_GIVEN EXERCISE_
From the line that holds "Target = bronze medal" to the last line of the data, copy everything exactly; leave out all the rest.

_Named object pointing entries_
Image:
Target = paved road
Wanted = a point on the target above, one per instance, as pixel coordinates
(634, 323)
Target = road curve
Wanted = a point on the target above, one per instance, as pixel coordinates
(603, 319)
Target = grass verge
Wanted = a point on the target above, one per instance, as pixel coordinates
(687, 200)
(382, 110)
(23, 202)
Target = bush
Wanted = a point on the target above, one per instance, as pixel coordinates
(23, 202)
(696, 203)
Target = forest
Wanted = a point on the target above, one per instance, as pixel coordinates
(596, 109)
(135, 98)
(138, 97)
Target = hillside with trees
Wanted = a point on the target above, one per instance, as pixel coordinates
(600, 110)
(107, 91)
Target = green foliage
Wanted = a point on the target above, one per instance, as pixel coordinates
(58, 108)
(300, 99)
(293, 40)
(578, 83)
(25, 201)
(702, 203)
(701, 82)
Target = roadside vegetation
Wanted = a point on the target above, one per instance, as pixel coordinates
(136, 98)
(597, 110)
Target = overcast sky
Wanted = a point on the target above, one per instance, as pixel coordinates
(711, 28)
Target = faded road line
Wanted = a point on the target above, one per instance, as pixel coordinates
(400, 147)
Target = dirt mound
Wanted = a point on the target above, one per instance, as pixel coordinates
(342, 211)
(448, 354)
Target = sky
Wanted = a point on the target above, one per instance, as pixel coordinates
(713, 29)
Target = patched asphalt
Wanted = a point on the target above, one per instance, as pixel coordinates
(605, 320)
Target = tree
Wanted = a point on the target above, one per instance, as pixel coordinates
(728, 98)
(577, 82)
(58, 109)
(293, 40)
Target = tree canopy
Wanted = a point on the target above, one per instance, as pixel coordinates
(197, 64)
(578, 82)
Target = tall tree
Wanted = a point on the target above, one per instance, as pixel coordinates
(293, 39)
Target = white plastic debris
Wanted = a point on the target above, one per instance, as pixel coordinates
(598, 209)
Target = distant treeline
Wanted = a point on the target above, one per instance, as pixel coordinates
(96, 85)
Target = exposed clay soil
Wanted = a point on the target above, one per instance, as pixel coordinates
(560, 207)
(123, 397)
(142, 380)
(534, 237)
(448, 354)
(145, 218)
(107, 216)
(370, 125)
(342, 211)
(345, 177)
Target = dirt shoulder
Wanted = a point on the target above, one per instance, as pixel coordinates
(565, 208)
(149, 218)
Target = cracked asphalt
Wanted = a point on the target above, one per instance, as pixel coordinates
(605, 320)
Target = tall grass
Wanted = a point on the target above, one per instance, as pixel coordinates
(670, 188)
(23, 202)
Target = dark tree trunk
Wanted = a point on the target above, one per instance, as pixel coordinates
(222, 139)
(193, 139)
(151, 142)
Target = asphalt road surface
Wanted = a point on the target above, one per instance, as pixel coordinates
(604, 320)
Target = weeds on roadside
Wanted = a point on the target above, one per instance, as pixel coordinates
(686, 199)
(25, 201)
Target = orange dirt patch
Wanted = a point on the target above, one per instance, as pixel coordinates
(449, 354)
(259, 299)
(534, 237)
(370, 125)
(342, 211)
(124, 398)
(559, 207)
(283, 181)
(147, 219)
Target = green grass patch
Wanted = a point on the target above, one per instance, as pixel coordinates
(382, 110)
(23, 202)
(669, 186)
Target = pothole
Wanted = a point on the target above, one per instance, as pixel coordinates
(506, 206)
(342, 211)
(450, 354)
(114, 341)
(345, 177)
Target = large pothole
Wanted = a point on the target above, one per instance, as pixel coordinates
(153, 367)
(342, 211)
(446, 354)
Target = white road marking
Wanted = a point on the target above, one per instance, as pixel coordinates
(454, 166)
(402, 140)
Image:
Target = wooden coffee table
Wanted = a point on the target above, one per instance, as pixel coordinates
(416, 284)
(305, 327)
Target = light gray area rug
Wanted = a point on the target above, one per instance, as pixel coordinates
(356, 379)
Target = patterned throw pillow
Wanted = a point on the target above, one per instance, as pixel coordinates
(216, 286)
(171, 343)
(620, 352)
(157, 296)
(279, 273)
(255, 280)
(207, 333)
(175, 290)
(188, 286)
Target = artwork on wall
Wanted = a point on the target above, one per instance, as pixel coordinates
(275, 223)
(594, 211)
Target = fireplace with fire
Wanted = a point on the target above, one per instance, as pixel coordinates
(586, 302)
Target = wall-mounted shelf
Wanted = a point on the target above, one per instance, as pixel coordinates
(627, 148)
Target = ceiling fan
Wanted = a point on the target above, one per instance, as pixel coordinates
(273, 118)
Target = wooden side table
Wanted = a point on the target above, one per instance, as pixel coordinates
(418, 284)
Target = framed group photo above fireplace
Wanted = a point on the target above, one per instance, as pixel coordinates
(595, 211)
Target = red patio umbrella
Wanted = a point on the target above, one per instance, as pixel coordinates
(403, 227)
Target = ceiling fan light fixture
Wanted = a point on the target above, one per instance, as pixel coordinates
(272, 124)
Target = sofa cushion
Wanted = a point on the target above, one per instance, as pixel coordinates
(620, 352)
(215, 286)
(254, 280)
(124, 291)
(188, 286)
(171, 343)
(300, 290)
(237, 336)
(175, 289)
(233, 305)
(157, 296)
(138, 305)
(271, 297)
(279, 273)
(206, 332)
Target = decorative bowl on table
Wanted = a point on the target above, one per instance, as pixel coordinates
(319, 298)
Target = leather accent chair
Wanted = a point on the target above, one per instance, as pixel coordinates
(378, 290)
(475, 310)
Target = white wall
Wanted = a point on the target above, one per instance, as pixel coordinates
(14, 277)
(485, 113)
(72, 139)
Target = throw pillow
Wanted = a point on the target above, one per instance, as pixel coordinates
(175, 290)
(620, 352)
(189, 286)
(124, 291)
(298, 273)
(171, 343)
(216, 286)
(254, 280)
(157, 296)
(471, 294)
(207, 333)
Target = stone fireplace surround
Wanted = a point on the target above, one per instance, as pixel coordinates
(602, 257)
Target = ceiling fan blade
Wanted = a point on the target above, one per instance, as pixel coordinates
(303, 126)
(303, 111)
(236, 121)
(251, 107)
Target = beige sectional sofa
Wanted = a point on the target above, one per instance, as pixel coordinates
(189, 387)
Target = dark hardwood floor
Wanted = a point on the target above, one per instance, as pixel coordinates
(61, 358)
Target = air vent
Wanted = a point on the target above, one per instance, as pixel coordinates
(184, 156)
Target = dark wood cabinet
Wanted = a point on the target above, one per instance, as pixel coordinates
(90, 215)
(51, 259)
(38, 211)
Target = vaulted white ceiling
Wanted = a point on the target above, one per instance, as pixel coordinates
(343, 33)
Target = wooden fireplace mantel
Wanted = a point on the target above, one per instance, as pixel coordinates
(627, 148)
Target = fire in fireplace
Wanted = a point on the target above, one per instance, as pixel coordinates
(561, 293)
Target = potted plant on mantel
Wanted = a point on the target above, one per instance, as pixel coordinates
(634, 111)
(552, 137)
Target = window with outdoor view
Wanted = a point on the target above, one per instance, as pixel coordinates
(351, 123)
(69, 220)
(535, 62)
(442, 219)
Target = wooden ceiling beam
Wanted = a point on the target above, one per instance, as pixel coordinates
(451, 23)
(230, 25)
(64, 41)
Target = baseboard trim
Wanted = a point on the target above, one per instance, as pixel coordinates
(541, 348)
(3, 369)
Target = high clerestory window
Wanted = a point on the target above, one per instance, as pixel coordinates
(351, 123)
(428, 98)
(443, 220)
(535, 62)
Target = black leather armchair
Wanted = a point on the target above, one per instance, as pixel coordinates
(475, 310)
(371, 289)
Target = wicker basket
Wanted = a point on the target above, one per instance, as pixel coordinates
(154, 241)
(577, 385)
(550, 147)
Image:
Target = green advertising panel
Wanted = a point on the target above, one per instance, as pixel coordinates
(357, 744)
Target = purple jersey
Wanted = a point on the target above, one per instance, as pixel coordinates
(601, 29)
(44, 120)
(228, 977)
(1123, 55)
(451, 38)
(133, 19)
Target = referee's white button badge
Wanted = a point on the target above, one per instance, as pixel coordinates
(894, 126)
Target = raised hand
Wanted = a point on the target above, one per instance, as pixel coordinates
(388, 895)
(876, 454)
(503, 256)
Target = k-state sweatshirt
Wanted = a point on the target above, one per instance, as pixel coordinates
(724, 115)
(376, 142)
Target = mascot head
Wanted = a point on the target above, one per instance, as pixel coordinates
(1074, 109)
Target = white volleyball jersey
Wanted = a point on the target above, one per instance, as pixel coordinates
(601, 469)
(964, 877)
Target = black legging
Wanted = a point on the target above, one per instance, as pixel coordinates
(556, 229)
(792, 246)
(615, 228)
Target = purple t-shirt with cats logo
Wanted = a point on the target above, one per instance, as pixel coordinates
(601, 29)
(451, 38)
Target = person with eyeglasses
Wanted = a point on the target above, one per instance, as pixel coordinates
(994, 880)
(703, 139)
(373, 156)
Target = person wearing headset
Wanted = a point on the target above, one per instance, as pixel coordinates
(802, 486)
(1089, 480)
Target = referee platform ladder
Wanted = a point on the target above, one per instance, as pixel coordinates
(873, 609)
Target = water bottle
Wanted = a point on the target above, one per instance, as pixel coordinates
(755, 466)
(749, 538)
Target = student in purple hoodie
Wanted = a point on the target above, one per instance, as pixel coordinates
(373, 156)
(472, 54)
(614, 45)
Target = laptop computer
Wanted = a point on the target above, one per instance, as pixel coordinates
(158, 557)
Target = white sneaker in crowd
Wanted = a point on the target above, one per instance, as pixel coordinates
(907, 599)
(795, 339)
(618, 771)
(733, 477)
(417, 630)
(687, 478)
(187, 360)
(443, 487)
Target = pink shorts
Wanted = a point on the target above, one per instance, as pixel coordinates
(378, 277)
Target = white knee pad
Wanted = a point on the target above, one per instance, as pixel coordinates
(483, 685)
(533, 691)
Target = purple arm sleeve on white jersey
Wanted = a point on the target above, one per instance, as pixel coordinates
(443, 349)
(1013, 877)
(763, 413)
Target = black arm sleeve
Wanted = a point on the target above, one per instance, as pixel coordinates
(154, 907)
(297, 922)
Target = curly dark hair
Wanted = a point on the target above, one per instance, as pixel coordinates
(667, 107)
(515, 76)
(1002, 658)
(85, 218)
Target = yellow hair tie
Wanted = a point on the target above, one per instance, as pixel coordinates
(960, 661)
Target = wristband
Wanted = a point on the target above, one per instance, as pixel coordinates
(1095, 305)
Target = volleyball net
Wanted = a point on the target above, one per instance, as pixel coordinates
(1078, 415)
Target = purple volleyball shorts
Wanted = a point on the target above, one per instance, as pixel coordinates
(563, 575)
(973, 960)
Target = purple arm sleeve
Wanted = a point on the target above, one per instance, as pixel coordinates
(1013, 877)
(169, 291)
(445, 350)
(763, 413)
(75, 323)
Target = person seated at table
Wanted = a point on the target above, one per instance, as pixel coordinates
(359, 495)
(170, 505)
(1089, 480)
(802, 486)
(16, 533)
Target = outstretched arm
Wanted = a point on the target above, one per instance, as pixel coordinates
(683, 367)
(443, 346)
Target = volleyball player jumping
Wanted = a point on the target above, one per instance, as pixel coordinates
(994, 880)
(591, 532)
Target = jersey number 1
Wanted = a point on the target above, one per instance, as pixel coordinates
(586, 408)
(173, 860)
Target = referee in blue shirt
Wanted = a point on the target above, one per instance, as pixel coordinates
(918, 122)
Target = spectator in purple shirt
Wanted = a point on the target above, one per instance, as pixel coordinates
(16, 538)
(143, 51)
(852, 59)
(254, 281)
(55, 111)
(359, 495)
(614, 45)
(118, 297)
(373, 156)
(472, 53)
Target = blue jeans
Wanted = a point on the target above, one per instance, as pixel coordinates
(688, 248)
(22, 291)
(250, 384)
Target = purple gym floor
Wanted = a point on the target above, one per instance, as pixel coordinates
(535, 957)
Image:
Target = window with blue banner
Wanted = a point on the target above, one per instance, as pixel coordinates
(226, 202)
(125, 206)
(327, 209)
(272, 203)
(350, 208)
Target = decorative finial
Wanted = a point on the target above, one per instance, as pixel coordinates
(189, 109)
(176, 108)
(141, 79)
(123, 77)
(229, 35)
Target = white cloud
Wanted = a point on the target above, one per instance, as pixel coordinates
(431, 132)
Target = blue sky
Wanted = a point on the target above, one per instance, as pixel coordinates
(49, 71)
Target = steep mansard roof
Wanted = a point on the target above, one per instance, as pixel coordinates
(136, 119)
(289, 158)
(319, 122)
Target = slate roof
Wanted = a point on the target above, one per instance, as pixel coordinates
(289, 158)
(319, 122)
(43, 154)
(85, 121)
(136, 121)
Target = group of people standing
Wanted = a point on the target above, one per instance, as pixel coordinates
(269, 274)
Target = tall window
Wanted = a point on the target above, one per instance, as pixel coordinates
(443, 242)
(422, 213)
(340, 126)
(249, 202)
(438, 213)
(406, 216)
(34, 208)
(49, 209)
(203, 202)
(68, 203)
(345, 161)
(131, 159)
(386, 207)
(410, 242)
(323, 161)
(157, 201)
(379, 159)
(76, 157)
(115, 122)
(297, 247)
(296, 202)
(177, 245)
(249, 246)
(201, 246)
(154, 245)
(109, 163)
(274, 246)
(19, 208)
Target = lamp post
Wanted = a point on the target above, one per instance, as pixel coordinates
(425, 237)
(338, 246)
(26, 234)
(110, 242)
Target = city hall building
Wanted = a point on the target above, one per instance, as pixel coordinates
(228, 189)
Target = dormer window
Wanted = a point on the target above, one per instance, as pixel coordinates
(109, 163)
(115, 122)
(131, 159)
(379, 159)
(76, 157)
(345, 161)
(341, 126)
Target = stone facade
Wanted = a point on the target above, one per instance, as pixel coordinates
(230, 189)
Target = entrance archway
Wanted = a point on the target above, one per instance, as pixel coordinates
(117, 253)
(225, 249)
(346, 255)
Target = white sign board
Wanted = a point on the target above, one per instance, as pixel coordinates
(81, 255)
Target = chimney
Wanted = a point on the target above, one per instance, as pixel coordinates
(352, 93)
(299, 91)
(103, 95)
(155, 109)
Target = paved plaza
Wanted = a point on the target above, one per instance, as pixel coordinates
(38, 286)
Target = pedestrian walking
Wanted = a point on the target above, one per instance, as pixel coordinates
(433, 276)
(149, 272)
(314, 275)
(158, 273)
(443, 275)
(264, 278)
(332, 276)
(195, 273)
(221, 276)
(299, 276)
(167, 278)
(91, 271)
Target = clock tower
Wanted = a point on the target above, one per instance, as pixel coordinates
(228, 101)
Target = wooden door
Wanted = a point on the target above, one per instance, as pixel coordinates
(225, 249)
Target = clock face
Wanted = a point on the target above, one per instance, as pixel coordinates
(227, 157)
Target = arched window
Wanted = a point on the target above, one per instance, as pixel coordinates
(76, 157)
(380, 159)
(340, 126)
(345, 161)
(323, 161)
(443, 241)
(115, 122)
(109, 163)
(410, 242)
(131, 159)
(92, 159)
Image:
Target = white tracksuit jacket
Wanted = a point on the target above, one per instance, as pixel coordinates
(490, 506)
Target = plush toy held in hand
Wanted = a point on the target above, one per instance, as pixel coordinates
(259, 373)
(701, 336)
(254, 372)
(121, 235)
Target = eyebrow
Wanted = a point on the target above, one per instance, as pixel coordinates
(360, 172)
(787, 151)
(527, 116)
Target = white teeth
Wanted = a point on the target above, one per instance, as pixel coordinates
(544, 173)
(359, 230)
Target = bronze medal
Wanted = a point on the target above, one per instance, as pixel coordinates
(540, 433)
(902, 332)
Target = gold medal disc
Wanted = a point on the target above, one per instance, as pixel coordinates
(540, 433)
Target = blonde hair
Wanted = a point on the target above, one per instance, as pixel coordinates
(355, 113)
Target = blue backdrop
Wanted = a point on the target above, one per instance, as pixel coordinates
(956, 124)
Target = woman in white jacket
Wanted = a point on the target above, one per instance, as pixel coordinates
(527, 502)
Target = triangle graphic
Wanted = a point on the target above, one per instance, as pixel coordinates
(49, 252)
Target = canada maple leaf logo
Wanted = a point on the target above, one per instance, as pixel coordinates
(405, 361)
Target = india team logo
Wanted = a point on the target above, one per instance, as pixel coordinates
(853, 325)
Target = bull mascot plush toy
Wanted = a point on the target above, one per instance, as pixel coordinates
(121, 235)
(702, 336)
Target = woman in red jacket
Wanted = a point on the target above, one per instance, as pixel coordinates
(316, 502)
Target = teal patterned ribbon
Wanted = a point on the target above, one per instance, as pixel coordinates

_OUTPUT FOR THIS TASK_
Target = bronze medal
Wanted = a point on the target above, one per instance, as pixel coordinates
(540, 433)
(902, 332)
Target = gold medal disc
Wanted = a point on the target above, one per instance, as pixel coordinates
(540, 433)
Target = blonde hair
Wanted = a point on the target above, one per instance, as pixel coordinates
(355, 113)
Target = blue backdrop
Wanted = a point on the target above, one per instance, as pixel coordinates
(956, 124)
Target = woman in white jacket
Wanted = a point on the target above, one per instance, as pixel coordinates
(527, 502)
Target = triangle graphic
Wanted = a point on the target above, one per instance, as pixel coordinates
(49, 252)
Target = canada maple leaf logo
Wanted = a point on the target above, one per instance, as pixel coordinates
(405, 361)
Target = india team logo
Wanted = a point on the target above, one per instance, as pixel coordinates
(853, 325)
Target = bull mascot plush toy
Wanted = a point on the target above, one per instance, as pixel coordinates
(121, 235)
(702, 336)
Target = woman in red jacket
Wanted = a point on the target above, one per instance, as pixel coordinates
(316, 502)
Target = teal patterned ribbon
Wanted = a point on the target above, one per instance, as pixel coordinates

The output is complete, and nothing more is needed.